* **Given exercise 1**: In the worked circuit problem, what current flows through the circuit?
* **Given exercise 2**: Write out the stretch of the worked circuit problem from "According to ohm’s" through "lamp is 5 V.", preserving it verbatim.

* **Passage**:
An electric lamp of resistance 20 Ω and a conductor of resistance 4 Ω are connected to a 6 V battery as shown in the circuit. Calculate:
(a) the total resistance of the circuit.
(b) the current through the circuit.
(c) the potential difference across the
(i) electric lamp and
(ii) conductor, and
(d) power of the lamp.
Answer:
Given,
- Resistance of electric lamp, R _{ 1 } = 20 ohm
- Resistance of conductor, R _{ 2 } = 4 ohm
- Potential difference, V = 6 V
(a)
Since R 1 and R 2 are connected in series,
Total resistance, R = R _{ 1 } + R _{ 2 }
= 20 + 4
= 24 ohm
Therefore, total resistance of the circuit is 24 ohm.
(b)
Let the current through the circuit be I.
According to ohm’s law,
V = I*R
I = V / R
= 6 / 24
= 0.25 A
Therefore, the current through the circuit is 0.25 A
(c)
(i) For electric lamp,
V = I*R _{ 1 }
= 0.25 * 20
= 5 V
Therefore, the potential difference across the electric lamp is 5 V.
(ii) For conductor,
V = I*R _{ 2 }
= 0.25 * 4
= 1 V
Therefore, the potential difference across the conductor is 1 V.
(d)
Let the power of the lamp be P.
We know that,
P = V*I
= 5 * 0.25
= 1.25 W
Therefore, power of the lamp is 1 . 25 W

* **Raw data**:
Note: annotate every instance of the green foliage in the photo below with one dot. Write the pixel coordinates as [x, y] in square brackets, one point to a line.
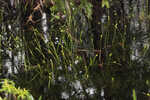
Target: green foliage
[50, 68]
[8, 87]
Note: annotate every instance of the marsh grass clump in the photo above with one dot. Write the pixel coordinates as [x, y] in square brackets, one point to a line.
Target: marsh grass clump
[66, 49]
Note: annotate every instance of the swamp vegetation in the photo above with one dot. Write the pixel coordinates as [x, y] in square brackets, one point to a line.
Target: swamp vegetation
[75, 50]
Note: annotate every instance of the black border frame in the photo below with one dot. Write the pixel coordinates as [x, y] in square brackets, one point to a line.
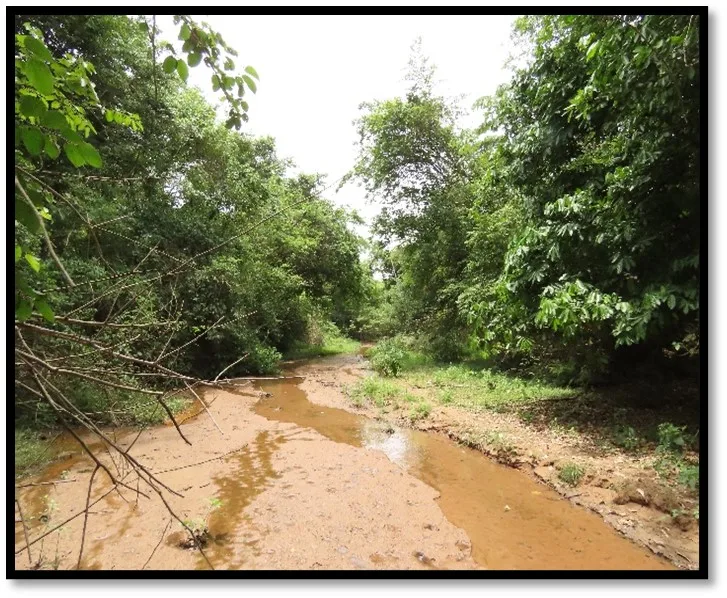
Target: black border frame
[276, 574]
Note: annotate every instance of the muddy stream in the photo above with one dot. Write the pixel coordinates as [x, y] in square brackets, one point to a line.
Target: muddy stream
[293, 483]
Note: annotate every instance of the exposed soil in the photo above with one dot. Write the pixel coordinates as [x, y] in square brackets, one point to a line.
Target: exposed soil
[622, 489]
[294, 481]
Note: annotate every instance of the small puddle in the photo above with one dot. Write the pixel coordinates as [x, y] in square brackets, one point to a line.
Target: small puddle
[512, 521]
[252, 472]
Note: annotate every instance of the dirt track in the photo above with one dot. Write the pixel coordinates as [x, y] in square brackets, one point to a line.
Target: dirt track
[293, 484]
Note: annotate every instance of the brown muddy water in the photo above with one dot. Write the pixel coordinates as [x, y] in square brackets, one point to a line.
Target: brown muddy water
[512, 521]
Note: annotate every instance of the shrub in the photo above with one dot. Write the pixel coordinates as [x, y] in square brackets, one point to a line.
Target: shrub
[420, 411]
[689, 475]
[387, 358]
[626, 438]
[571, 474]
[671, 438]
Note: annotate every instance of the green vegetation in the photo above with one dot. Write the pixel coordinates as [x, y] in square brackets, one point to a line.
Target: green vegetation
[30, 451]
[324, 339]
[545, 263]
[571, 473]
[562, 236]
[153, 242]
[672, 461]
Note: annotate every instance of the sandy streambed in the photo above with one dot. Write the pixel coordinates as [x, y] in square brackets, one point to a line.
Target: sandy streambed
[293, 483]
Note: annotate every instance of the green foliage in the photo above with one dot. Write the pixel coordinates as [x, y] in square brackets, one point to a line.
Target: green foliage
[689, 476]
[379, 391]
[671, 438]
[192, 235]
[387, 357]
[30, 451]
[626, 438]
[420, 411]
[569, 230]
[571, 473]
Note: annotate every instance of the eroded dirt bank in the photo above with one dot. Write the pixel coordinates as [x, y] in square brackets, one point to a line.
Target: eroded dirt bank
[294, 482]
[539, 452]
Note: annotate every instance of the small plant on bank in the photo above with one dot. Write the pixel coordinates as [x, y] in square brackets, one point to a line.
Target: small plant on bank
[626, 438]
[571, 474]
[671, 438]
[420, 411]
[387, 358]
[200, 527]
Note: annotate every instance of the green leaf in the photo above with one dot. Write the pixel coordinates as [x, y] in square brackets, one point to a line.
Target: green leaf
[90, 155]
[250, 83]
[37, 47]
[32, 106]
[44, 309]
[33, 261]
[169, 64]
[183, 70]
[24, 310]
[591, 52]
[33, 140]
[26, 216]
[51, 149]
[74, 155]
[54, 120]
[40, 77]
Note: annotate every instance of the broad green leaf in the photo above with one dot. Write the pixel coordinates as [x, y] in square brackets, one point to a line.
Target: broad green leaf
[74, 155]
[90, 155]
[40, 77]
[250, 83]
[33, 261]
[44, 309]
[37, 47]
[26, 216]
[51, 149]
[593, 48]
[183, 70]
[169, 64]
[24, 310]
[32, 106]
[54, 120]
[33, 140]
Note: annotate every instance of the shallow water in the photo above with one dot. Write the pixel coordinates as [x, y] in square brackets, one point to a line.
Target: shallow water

* **Right answer 1**: 0.25 A

* **Right answer 2**:
According to ohm’s law,
V = I*R
I = V / R
= 6 / 24
= 0.25 A
Therefore, the current through the circuit is 0.25 A
(c)
(i) For electric lamp,
V = I*R _{ 1 }
= 0.25 * 20
= 5 V
Therefore, the potential difference across the electric lamp is 5 V.